# [Material for this exercise]

=== Begin Enclosure ===

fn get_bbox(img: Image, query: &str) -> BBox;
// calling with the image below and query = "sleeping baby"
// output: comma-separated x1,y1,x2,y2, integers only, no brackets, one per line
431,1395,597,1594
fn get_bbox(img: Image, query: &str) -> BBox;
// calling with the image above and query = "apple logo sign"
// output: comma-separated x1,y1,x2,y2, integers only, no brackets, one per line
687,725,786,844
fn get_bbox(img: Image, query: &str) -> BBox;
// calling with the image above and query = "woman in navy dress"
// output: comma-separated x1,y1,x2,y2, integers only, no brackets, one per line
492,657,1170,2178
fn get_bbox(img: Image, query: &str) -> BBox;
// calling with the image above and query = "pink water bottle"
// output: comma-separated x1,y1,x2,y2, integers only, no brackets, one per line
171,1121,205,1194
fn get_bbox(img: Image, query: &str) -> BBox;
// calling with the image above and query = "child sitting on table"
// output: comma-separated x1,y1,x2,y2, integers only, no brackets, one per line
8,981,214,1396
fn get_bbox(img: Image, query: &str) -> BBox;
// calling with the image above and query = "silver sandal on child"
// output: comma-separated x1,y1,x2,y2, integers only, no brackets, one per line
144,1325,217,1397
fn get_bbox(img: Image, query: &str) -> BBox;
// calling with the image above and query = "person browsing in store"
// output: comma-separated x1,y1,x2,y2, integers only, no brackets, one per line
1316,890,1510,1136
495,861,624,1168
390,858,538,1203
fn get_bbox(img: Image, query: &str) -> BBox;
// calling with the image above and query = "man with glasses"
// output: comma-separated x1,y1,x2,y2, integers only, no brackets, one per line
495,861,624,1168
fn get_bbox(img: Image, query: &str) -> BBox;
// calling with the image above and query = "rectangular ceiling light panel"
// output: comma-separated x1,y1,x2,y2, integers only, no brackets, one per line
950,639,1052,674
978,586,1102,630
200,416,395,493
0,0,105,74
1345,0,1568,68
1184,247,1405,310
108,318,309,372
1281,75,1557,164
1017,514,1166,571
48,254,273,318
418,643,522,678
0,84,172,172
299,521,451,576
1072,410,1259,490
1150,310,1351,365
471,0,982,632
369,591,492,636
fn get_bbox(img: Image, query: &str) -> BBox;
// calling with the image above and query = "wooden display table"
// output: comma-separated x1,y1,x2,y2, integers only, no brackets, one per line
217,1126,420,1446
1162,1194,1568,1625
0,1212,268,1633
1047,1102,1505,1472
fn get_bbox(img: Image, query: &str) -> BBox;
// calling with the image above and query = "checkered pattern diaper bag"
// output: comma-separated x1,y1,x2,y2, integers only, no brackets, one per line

=== End Enclosure ===

# [Action item]
The data above should be duplicated exactly and completely.

# [Answer section]
fn get_bbox(img: Image, query: &str) -> BBox;
// calling with the image below and query = "sleeping baby"
// output: comma-separated x1,y1,x2,y2, integers only, no brackets, one per line
431,1395,597,1594
fn get_bbox(img: Image, query: &str) -> BBox;
// calling with the image above and query = "apple logo sign"
// output: comma-separated x1,y1,x2,y2, integers only, no brackets, one per line
687,725,786,844
fn get_bbox(img: Image, query: &str) -> BBox;
// calling with the image above and query = "woman in navy dress"
// output: comma-separated x1,y1,x2,y2, integers only, no brackets, one per line
492,657,1170,2178
fn get_bbox(img: Image, query: &str) -> BBox;
// calling with the image above and query = "pink water bottle"
// output: comma-separated x1,y1,x2,y2, integers only, no brackets, one per line
171,1121,205,1194
fn get_bbox(img: Image, query: &str) -> BBox;
// calling with the image above and query = "child sitting on table"
// output: comma-separated x1,y1,x2,y2, integers only, no brackets, one per line
8,981,214,1396
fn get_bbox(img: Image, query: &str) -> BBox;
// calling with the image above and query = "silver sandal on child"
// output: comma-separated x1,y1,x2,y2, integers only, no brackets, one per line
144,1325,217,1397
fn get_bbox(img: Image, query: &str) -> BBox;
// calling with the image above and query = "person browsing in store"
// output: comma-separated x1,y1,x2,y2, integers only, no brackets, one per line
1316,890,1510,1136
495,861,624,1168
390,858,538,1203
fn get_bbox(img: Image, query: &str) -> BBox;
// calling with the image above and query = "man with glasses"
// output: comma-separated x1,y1,x2,y2, integers only, no brackets, one per line
495,861,624,1168
fn get_bbox(img: Image, query: &str) -> BBox;
// calling with the image above and query = "rectangular ceiling light panel"
// output: comma-separated x1,y1,x2,y2, integers only, no brackets, one per line
950,639,1052,674
978,586,1102,630
200,416,395,493
0,0,105,74
1345,0,1568,68
1184,247,1405,310
108,318,309,372
1281,75,1557,164
1017,514,1166,571
48,254,273,318
418,643,522,678
0,84,172,172
299,521,451,576
1072,410,1259,490
1150,310,1351,365
471,0,982,632
369,591,492,636
fn get_bbox(img: Image, query: &str) -> BBox;
// calling with the image above and query = "wooden display table"
// output: comma-separated x1,y1,x2,y2, integers only, no brackets, one per line
217,1126,420,1446
1162,1194,1568,1625
0,1212,268,1633
1047,1102,1505,1472
fn get_bbox(img: Image, query: &str) -> BBox;
// calling with the image above and query = "checkered pattern diaper bag"
// output: comma-separated x1,y1,x2,y2, integers only, no brackets, one per line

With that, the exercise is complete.